WORK ORDER:
Would you retype the line that contains "# locate black" and all lines following it to the end of the entries below, exactly and without pictures?

Data entries
---------------
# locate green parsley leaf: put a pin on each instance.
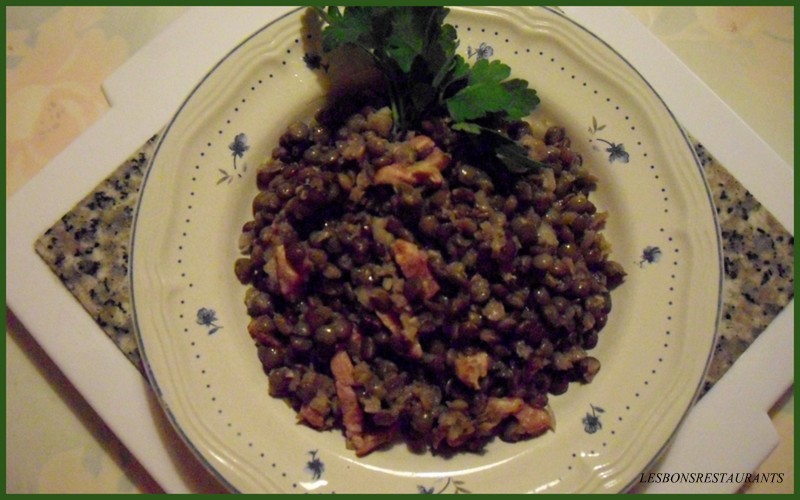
(416, 52)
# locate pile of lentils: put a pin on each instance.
(400, 292)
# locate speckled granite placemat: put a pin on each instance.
(88, 250)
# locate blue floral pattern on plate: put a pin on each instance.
(208, 318)
(650, 255)
(484, 51)
(451, 486)
(315, 466)
(238, 148)
(591, 422)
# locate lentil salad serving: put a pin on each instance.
(407, 282)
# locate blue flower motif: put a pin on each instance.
(591, 422)
(616, 152)
(458, 488)
(208, 318)
(239, 145)
(650, 255)
(315, 465)
(484, 51)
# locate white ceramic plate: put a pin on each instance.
(191, 322)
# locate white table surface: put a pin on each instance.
(57, 59)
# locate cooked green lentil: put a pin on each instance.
(399, 292)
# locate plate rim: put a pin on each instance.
(149, 370)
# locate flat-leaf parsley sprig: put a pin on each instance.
(415, 50)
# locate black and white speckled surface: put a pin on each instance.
(88, 250)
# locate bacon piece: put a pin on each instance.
(343, 374)
(470, 368)
(406, 326)
(312, 417)
(352, 414)
(413, 263)
(535, 421)
(289, 279)
(427, 170)
(497, 410)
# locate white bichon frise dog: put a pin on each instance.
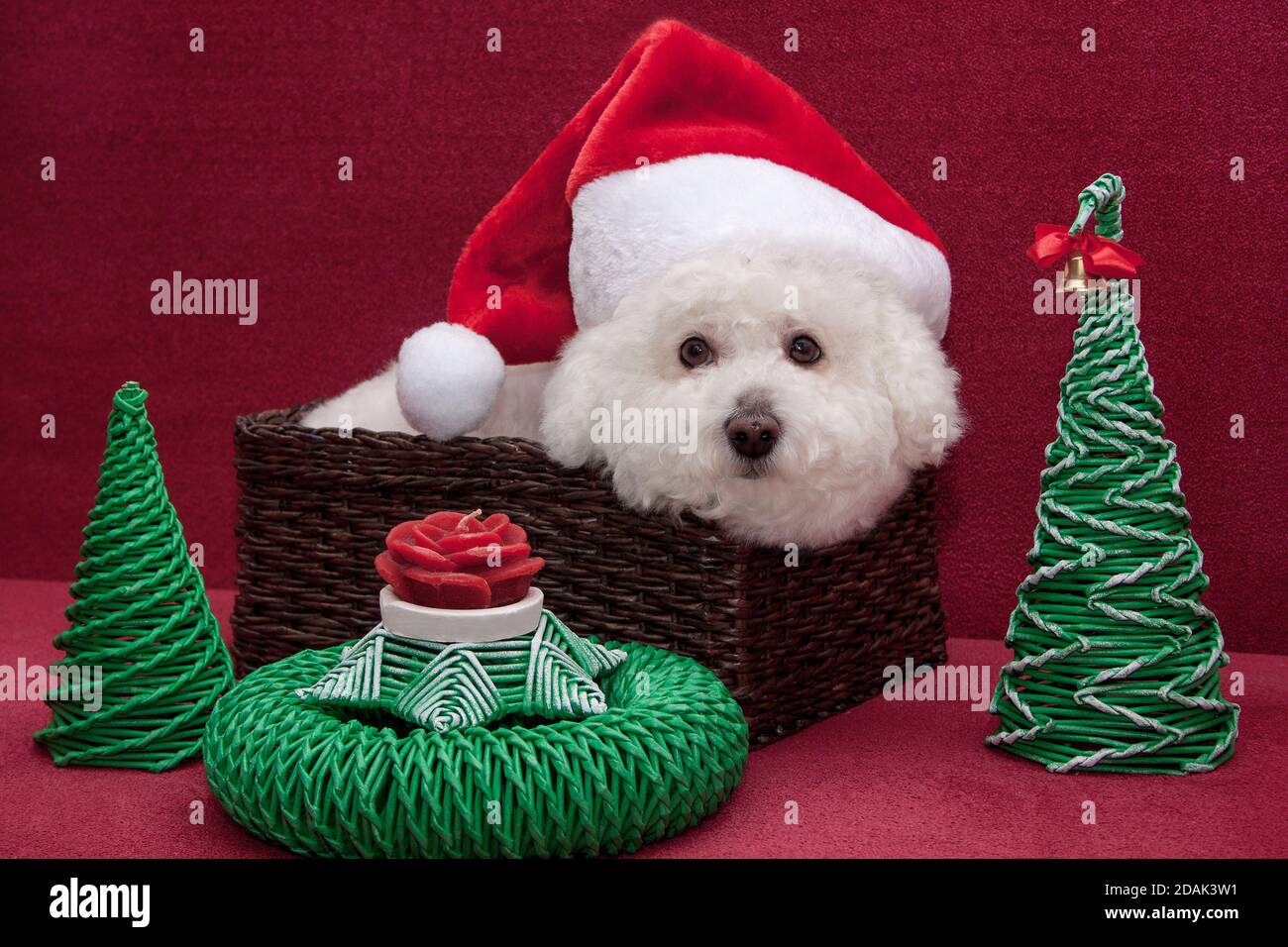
---------------
WORKED SOLUTION:
# locate black and white speckled surface: put a pin on each instance.
(88, 250)
# locate bacon piece: put a pin on each instance.
(343, 374)
(470, 368)
(406, 326)
(312, 417)
(352, 414)
(413, 263)
(535, 421)
(289, 279)
(427, 170)
(497, 410)
# locate white bichon frise dog: put a pin on each instance.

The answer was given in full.